** Start of Document passage **

## Hessian computation

This forum is closed. You can read the posts but cannot write. We have migrated the forum to a new location where you will have to reset your password.
Forum rules
This forum is closed. You can read the posts but cannot write. We have migrated the forum to a new location (https://forum.dynare.org) where you will have to reset your password.

### Hessian computation

Hi All
A common problem that plagues the estimation of DSGE models is the computation of the inverse of the Hessian at the posterior mode, that is not positive definite.
I am aware that the option mode_compute=5 offers a different way of computing the Hessian. optim={'Hessian',2}. This seems to work well, from what I have seen. There is very little documentation available on this in the manual.
Do other optimisers also offer similar options? Perhaps not documented?

** End of Document passage **
** Start of Data shown **

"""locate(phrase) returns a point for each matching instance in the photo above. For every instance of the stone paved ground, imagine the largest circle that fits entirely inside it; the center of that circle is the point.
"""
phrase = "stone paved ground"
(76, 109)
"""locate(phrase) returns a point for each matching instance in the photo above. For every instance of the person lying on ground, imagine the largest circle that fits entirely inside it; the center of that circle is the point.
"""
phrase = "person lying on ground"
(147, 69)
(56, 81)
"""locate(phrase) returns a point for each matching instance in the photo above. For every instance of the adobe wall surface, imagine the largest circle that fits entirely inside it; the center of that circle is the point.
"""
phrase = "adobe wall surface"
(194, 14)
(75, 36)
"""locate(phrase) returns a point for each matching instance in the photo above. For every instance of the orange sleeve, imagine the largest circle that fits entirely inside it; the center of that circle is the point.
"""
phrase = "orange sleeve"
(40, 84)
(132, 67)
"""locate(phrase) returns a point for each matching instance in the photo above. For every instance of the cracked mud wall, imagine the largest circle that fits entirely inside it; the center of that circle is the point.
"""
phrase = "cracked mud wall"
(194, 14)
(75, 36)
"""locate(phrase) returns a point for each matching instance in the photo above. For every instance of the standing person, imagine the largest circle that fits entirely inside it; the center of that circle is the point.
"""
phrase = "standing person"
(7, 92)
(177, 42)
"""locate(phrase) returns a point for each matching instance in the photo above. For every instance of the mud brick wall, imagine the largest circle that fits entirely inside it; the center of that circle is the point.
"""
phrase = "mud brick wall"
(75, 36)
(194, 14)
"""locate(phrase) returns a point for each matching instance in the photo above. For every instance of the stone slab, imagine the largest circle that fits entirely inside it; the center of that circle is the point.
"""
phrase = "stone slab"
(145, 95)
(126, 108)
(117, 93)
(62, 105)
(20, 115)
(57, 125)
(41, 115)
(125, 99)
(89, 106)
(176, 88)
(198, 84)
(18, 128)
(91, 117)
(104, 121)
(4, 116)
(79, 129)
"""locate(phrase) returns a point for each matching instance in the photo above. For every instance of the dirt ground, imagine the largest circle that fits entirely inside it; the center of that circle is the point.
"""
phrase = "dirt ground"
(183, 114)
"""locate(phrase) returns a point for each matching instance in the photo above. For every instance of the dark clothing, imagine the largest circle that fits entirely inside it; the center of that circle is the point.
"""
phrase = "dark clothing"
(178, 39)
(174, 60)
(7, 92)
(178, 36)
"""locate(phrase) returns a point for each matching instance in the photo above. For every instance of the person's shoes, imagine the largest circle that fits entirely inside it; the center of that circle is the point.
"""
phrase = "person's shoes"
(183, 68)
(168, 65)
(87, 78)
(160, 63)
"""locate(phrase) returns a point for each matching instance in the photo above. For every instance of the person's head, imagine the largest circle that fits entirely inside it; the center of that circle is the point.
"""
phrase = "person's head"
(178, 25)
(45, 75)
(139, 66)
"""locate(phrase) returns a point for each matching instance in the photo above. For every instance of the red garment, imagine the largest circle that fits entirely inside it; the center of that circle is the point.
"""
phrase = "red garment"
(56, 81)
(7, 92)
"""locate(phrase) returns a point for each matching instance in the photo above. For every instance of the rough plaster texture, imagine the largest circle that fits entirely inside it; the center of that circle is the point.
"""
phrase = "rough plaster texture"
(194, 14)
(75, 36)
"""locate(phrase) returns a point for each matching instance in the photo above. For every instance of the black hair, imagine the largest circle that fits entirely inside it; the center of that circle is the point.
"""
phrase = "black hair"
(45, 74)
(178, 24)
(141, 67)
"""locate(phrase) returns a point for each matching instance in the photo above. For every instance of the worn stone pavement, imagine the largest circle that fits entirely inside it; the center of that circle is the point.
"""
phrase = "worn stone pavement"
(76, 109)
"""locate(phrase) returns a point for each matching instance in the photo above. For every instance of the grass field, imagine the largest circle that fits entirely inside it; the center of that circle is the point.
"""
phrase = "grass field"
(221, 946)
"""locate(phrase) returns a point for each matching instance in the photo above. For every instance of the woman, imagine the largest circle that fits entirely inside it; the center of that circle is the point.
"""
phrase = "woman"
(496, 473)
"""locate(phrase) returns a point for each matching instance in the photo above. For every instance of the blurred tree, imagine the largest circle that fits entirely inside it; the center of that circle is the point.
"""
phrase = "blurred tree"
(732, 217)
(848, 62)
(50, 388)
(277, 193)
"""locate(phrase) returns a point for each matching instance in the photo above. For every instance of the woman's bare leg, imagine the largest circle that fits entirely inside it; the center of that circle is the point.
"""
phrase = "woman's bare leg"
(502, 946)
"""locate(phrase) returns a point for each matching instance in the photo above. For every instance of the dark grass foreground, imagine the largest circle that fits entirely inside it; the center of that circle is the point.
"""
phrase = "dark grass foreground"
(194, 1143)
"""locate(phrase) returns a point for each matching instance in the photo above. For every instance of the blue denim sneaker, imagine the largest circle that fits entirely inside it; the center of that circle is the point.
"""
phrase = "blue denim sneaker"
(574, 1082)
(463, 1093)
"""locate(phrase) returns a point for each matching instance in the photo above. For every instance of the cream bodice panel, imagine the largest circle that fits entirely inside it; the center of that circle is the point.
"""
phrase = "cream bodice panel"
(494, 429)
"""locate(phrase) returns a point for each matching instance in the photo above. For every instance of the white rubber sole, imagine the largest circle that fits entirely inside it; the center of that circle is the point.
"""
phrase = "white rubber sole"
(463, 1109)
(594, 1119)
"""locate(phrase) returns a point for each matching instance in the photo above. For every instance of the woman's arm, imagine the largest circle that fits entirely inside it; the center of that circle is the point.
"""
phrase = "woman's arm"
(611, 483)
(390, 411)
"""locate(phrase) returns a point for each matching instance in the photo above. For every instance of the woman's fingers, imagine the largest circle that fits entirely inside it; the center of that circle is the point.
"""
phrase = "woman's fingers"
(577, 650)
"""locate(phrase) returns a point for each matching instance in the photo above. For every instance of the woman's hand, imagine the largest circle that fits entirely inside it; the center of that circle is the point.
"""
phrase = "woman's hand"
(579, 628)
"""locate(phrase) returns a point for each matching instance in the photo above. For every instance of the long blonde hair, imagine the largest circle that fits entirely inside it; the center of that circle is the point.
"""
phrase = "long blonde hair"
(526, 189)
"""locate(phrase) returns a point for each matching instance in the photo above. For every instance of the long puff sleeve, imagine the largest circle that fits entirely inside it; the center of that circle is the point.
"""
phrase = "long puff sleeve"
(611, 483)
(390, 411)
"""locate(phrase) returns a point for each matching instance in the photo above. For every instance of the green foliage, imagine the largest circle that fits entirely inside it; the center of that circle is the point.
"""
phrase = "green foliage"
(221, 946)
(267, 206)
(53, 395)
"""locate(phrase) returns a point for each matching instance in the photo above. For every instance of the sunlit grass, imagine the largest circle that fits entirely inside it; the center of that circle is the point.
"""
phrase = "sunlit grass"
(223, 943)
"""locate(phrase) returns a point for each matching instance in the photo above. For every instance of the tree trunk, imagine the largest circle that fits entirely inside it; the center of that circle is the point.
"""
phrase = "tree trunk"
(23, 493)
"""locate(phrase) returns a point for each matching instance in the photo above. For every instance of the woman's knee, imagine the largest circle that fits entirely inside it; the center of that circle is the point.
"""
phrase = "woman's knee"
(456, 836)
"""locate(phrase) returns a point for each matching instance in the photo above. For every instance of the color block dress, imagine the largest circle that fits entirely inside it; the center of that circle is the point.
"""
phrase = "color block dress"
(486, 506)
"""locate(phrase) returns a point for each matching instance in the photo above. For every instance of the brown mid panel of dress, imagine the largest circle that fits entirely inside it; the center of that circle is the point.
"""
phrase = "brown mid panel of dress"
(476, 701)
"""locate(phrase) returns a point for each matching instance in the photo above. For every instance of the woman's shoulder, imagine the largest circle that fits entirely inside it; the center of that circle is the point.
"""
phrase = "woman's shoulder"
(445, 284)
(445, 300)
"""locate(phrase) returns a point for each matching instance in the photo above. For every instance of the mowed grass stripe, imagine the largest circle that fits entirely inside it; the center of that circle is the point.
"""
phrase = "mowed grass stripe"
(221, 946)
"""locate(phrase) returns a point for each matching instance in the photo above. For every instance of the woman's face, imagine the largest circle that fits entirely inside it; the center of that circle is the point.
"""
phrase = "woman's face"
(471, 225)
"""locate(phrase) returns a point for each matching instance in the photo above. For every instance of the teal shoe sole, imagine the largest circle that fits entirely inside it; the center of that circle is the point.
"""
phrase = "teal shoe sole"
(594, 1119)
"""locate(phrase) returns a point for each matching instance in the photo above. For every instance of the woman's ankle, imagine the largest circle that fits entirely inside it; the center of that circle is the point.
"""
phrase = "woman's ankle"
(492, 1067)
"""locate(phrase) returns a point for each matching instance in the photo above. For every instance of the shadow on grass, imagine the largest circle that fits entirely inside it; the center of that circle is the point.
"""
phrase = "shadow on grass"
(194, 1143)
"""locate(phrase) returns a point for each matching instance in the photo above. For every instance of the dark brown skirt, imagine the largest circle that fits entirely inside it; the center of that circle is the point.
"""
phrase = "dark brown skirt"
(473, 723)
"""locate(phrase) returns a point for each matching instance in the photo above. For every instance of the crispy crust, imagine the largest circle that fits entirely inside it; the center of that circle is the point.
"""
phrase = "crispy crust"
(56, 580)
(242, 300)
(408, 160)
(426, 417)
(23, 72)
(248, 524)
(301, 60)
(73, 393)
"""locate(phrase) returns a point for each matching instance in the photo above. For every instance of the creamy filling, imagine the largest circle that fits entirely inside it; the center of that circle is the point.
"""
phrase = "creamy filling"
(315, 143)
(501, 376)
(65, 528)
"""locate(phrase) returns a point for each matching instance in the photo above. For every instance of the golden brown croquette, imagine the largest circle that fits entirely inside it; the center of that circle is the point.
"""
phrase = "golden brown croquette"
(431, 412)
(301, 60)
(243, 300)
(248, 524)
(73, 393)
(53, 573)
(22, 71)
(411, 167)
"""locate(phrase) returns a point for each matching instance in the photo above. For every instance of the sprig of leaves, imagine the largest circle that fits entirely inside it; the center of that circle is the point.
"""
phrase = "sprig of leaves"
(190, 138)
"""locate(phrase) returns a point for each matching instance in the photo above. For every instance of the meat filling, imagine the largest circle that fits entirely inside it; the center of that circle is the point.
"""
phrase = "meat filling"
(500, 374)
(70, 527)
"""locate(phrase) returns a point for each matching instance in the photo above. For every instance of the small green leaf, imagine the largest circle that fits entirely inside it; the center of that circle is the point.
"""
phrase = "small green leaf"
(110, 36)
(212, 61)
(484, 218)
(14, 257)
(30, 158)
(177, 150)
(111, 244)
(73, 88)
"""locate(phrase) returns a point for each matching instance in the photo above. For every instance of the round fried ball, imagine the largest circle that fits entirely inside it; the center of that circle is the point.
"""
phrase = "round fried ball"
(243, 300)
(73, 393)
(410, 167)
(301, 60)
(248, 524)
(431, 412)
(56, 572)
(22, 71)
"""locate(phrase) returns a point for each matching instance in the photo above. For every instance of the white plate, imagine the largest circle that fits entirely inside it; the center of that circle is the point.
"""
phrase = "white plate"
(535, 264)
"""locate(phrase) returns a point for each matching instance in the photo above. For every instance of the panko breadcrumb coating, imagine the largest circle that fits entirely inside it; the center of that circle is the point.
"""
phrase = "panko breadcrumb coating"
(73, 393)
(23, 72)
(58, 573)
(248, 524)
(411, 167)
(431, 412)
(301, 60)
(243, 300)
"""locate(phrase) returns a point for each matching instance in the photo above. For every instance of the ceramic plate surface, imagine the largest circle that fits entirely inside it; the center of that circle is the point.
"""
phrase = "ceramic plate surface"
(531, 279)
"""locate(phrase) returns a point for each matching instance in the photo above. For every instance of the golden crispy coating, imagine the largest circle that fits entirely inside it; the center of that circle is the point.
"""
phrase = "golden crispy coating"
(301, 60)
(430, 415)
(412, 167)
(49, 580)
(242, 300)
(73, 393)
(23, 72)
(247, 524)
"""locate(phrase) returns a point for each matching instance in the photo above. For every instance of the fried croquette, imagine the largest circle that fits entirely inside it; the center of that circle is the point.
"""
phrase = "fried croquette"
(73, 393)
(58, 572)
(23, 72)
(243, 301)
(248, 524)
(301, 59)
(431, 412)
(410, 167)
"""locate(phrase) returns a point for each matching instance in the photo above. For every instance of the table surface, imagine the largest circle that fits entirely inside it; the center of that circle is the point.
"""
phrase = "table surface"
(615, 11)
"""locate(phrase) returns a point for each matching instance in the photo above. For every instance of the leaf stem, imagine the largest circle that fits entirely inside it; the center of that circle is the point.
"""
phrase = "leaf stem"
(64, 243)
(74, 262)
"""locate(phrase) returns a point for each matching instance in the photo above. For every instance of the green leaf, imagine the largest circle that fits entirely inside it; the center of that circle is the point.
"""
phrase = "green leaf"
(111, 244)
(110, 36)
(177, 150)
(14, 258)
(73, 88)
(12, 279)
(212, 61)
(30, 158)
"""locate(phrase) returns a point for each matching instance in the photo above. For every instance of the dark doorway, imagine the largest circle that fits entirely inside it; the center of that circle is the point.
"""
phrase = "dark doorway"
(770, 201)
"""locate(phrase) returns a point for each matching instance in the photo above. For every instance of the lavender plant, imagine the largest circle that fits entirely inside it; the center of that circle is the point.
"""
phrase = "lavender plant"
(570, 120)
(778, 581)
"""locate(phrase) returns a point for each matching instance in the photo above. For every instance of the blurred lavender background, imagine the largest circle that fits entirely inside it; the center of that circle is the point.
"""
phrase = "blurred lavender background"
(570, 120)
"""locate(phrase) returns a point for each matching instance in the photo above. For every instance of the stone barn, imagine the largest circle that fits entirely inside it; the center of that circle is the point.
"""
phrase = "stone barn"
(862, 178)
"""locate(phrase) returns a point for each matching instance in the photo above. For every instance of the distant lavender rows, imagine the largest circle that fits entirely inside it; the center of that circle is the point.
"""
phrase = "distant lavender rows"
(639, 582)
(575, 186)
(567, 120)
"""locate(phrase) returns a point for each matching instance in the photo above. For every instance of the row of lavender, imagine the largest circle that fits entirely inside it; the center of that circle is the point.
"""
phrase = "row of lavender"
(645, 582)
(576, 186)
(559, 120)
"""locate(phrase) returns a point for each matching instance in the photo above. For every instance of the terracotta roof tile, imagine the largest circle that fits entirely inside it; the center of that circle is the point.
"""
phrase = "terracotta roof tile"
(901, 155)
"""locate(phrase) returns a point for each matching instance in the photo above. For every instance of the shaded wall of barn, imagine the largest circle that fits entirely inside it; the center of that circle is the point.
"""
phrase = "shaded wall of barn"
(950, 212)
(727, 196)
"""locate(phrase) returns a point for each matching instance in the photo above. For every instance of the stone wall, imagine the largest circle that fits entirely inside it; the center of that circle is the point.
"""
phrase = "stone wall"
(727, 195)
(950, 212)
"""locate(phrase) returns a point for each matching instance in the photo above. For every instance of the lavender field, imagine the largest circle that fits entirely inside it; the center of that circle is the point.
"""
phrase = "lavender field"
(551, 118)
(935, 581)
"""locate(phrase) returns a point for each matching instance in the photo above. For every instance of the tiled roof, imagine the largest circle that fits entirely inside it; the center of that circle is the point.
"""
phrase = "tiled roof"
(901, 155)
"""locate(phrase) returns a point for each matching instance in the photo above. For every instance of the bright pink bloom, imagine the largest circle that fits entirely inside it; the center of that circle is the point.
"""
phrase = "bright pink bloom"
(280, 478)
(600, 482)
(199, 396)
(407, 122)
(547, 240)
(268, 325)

** End of Data shown **

• Exercise details
Answer yes or no to each statement about the forum post on Hessian computation above, and quote the words from the post that decide it. 1. New posts can still be written in this forum. 2. The manual has little documentation on the Hessian option for mode_compute=5. 3. The poster has found that optim={'Hessian',2} works badly.

• Solution for this task
1. No: "You can read the posts but cannot write."
2. Yes: "There is very little documentation available on this in the manual."
3. No: "This seems to work well, from what I have seen."